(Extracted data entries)

•••

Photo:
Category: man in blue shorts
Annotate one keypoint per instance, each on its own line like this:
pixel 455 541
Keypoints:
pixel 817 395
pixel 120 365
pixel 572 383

•••

**BRIEF**
Reproduce the records above exactly. Leave nothing out.

**SOLVED EXERCISE**
Photo:
Category: man in blue shorts
Annotate one keypoint per instance, each on its own line like this:
pixel 455 541
Keypoints:
pixel 817 395
pixel 120 365
pixel 572 383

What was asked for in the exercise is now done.